> _Action item_:
Beginning with the line that holds "Label check: the above image was tagged as containing the cupped", set down each line of the data below through the very last, exactly as given, and nothing beyond that.

> _Records provided_:
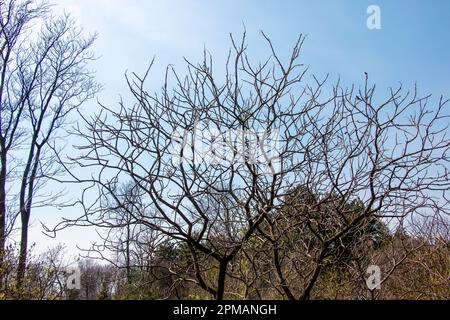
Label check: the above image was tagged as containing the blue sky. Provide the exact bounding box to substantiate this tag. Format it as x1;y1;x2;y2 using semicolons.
58;0;450;99
27;0;450;257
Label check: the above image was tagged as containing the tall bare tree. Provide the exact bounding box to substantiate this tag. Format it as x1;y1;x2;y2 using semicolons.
0;0;49;287
0;0;99;292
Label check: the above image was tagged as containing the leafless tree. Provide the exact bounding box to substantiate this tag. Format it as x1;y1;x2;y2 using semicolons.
80;182;164;285
0;0;99;292
52;32;449;300
0;0;49;286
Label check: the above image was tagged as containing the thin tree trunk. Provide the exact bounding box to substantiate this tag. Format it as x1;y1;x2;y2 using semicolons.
16;212;29;293
17;146;40;293
125;222;131;283
273;245;296;300
299;248;326;300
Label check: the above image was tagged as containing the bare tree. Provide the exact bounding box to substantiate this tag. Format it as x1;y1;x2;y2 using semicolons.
81;182;160;283
0;0;99;292
52;32;449;300
251;74;449;299
55;32;310;300
0;0;49;286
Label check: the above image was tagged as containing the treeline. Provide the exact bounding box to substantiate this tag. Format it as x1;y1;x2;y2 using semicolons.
0;188;448;300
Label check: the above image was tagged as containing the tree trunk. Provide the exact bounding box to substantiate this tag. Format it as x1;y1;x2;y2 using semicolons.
125;222;131;284
16;144;40;293
273;245;296;300
216;261;228;301
16;212;29;294
299;248;326;300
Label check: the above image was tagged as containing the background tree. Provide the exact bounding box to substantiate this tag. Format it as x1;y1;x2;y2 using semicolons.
78;182;170;299
0;0;50;287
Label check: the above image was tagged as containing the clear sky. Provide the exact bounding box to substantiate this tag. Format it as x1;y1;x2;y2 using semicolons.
26;0;450;258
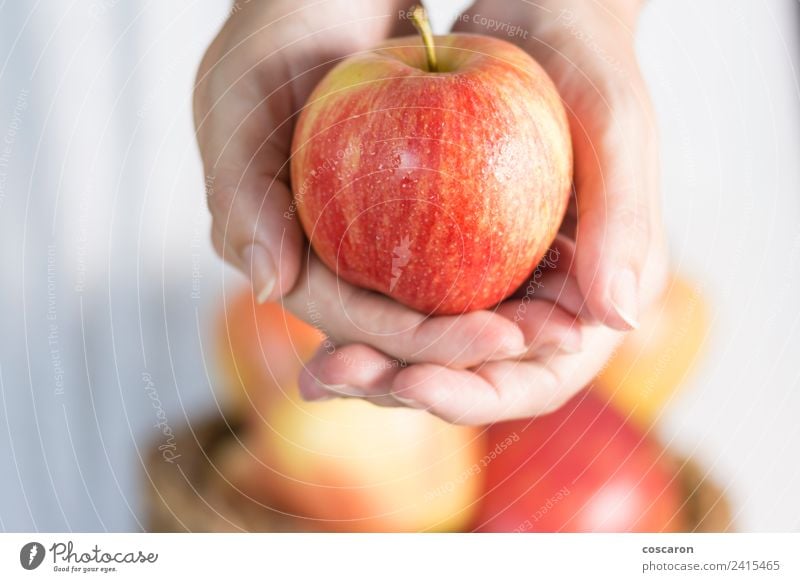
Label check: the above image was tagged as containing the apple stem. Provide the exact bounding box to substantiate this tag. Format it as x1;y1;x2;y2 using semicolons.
411;5;438;73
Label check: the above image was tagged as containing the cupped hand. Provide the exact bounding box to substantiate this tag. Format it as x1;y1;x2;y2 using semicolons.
194;1;574;378
299;0;670;424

> _Your response_:
Label check: the above image was tagged as containing the cupped hand. Provide the exact bounding box to substantiate this tag. Format it as x1;y1;x2;y2 using semicolons.
194;1;574;378
299;0;670;424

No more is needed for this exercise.